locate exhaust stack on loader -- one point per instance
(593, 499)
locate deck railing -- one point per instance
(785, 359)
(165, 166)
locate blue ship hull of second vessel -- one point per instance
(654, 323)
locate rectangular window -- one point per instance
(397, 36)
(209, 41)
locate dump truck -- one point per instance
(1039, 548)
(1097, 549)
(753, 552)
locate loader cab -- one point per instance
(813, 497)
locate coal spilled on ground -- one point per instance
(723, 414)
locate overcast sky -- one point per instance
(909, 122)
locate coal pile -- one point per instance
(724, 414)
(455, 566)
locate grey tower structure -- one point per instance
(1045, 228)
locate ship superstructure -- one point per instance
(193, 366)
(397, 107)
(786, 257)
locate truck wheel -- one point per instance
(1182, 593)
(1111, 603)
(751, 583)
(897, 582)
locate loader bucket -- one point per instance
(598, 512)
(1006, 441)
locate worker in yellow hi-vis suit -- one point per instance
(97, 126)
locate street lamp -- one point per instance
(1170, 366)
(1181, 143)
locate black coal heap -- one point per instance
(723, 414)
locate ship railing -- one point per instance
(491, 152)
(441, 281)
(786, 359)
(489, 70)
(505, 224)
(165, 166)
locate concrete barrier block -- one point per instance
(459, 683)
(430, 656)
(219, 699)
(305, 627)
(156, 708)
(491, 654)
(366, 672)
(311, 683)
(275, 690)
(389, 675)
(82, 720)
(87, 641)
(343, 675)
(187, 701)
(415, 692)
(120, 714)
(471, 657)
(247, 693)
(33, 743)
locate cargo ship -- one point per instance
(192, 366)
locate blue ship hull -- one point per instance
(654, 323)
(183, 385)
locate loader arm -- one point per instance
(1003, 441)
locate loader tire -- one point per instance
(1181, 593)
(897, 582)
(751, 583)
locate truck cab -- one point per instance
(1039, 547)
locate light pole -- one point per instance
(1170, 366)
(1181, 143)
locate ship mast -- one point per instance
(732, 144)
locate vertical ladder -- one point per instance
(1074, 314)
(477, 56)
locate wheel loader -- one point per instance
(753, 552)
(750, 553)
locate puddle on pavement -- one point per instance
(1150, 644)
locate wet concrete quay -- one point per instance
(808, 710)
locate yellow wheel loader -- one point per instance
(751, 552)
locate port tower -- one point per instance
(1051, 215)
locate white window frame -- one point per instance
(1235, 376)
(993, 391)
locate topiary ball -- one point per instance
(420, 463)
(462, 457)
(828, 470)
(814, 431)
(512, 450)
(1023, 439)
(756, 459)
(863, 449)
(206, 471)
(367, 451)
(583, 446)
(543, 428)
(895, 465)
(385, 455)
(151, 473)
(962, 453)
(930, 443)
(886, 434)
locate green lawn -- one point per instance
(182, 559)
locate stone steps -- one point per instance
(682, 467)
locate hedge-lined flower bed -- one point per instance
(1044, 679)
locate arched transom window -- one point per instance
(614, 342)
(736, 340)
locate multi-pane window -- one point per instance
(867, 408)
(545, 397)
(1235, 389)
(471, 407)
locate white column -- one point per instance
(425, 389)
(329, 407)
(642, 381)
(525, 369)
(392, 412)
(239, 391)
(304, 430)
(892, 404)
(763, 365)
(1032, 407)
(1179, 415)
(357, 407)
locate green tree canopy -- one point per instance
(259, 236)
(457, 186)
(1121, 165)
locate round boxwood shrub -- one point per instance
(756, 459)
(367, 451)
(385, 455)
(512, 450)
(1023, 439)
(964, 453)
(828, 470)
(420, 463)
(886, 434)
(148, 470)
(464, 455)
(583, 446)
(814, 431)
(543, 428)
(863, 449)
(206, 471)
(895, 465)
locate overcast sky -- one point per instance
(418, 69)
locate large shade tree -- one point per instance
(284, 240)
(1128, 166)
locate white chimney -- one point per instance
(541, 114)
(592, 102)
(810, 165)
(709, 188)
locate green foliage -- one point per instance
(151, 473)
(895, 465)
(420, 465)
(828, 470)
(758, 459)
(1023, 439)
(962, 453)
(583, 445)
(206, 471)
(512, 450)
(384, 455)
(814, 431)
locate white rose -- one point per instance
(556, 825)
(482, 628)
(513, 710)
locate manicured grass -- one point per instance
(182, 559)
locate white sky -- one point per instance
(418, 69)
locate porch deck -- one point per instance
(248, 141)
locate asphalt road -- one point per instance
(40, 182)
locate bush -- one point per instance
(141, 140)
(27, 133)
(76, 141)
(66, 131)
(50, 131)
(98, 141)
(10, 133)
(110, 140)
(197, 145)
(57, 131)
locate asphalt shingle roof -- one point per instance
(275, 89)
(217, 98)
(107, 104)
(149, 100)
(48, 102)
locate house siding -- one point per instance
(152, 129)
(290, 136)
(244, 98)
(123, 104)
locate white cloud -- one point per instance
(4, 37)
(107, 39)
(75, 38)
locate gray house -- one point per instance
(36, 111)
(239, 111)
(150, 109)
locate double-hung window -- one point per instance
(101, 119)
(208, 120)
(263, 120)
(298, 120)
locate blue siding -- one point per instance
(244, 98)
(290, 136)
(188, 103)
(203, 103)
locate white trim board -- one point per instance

........

● Short exercise
Can you put every line of the material above into a numbered list, leaving out any blank lines?

● The completed task
1. locate exhaust stack on loader -- one point per instance
2. (593, 499)
3. locate deck railing -- one point per instance
4. (785, 359)
5. (165, 166)
6. locate blue ship hull of second vessel -- one point per instance
7. (654, 323)
8. locate rectangular window -- one point per instance
9. (397, 36)
10. (209, 41)
11. locate dump truck -- one point per instance
12. (1039, 548)
13. (1097, 549)
14. (753, 552)
15. locate loader cab -- one point per instance
16. (813, 497)
17. locate coal spilled on ground -- one point per instance
18. (723, 414)
19. locate overcast sky -- one point per instance
20. (909, 122)
21. locate coal pile -- one point per instance
22. (724, 414)
23. (455, 566)
24. locate grey tower structure -- one point per instance
25. (1045, 228)
26. locate ship superstructure -- one point per instance
27. (193, 366)
28. (397, 107)
29. (786, 257)
30. locate truck wheel -- one point per instance
31. (1182, 593)
32. (1111, 603)
33. (751, 583)
34. (897, 582)
35. locate loader bucket -- one point per instance
36. (598, 512)
37. (1006, 441)
38. locate worker in yellow hi-vis suit -- one point per instance
39. (97, 126)
40. locate street lamp -- one point per instance
41. (1170, 366)
42. (1181, 143)
43. locate black coal heap -- one point per instance
44. (723, 414)
45. locate ship railing -- one point per instance
46. (491, 152)
47. (441, 281)
48. (786, 359)
49. (489, 70)
50. (505, 224)
51. (165, 166)
52. locate concrete barrier block -- one point per instance
53. (459, 683)
54. (430, 656)
55. (219, 699)
56. (305, 627)
57. (156, 708)
58. (491, 654)
59. (366, 672)
60. (311, 683)
61. (275, 690)
62. (389, 675)
63. (82, 720)
64. (87, 641)
65. (343, 675)
66. (187, 701)
67. (415, 692)
68. (120, 714)
69. (471, 657)
70. (247, 693)
71. (33, 743)
72. locate cargo ship -- one point per instance
73. (192, 366)
74. locate blue ship hull -- one point per instance
75. (654, 323)
76. (183, 385)
77. locate loader arm -- one point per instance
78. (1003, 441)
79. locate loader tire -- one point per instance
80. (1181, 593)
81. (897, 582)
82. (751, 583)
83. locate truck cab -- one point per instance
84. (1039, 547)
85. locate light pole -- one point per instance
86. (1170, 366)
87. (1181, 143)
88. locate ship mast -- one point per instance
89. (732, 144)
90. locate vertical ladder -- one point per instance
91. (1074, 314)
92. (477, 56)
93. locate wheel loader -- one point per instance
94. (753, 552)
95. (750, 553)
96. locate puddle on pavement -- one point per instance
97. (1150, 644)
98. locate wet concrete quay -- one point per instance
99. (808, 710)
100. locate yellow wheel loader -- one point per instance
101. (751, 552)
102. locate port tower -- one point per instance
103. (1051, 215)
104. locate white window frame -- one point per instance
105. (1235, 376)
106. (993, 391)
107. locate topiary ball -- one point per instance
108. (420, 463)
109. (462, 457)
110. (828, 470)
111. (814, 431)
112. (512, 450)
113. (1023, 439)
114. (756, 459)
115. (863, 449)
116. (206, 471)
117. (367, 451)
118. (583, 446)
119. (543, 428)
120. (895, 465)
121. (385, 455)
122. (151, 473)
123. (962, 453)
124. (930, 443)
125. (886, 434)
126. locate green lawn -- one point per instance
127. (182, 559)
128. locate stone steps -- one point per instance
129. (682, 467)
130. locate hedge-lined flower bed -- one point per instance
131. (1044, 679)
132. locate arched transom window -- one point per instance
133. (614, 342)
134. (736, 340)
135. locate multi-pane window -- one point per instance
136. (867, 408)
137. (545, 397)
138. (1235, 389)
139. (471, 407)
140. locate white column -- one point per instance
141. (425, 389)
142. (329, 407)
143. (642, 381)
144. (525, 369)
145. (392, 412)
146. (239, 391)
147. (304, 430)
148. (892, 404)
149. (763, 365)
150. (1032, 407)
151. (1179, 415)
152. (357, 407)
153. locate green tree canopy -- one point per instance
154. (259, 236)
155. (457, 186)
156. (1121, 165)
157. locate round boxwood shrub -- one point per instance
158. (756, 459)
159. (367, 451)
160. (385, 455)
161. (512, 450)
162. (1023, 439)
163. (964, 453)
164. (828, 470)
165. (420, 463)
166. (886, 434)
167. (148, 470)
168. (464, 455)
169. (583, 446)
170. (814, 431)
171. (543, 428)
172. (863, 449)
173. (206, 471)
174. (895, 465)
175. locate overcast sky -- one point per instance
176. (418, 69)
177. locate large shade tree -- one point per instance
178. (284, 240)
179. (1128, 166)
180. locate white chimney -- one point per instance
181. (541, 114)
182. (592, 102)
183. (810, 165)
184. (709, 188)
185. locate green foliage -- one point per instance
186. (151, 473)
187. (895, 465)
188. (420, 465)
189. (828, 470)
190. (758, 459)
191. (1023, 439)
192. (962, 453)
193. (583, 445)
194. (206, 471)
195. (512, 450)
196. (384, 455)
197. (814, 431)
198. locate white rose -- one point per instance
199. (556, 825)
200. (482, 628)
201. (513, 710)
202. locate manicured grass -- one point per instance
203. (182, 559)
204. locate white sky -- one point per instance
205. (418, 69)
206. locate porch deck -- one point per instance
207. (248, 141)
208. locate asphalt road -- one point per instance
209. (40, 182)
210. locate bush -- one point per instance
211. (141, 140)
212. (27, 133)
213. (76, 141)
214. (66, 131)
215. (50, 131)
216. (98, 141)
217. (10, 133)
218. (110, 140)
219. (197, 145)
220. (57, 131)
221. locate asphalt shingle roof -- one point per instance
222. (275, 89)
223. (217, 98)
224. (107, 104)
225. (149, 100)
226. (48, 102)
227. locate house siding -- one point per instance
228. (152, 129)
229. (290, 136)
230. (244, 98)
231. (123, 104)
232. locate white cloud -- one point per instance
233. (4, 37)
234. (107, 39)
235. (75, 38)
236. locate gray house -- one point per instance
237. (36, 111)
238. (239, 111)
239. (150, 109)
240. locate double-hung window -- one point per instance
241. (101, 119)
242. (208, 120)
243. (263, 120)
244. (298, 120)
245. locate blue siding -- one point per instance
246. (244, 98)
247. (290, 136)
248. (188, 103)
249. (203, 103)
250. locate white trim board -- one point per instance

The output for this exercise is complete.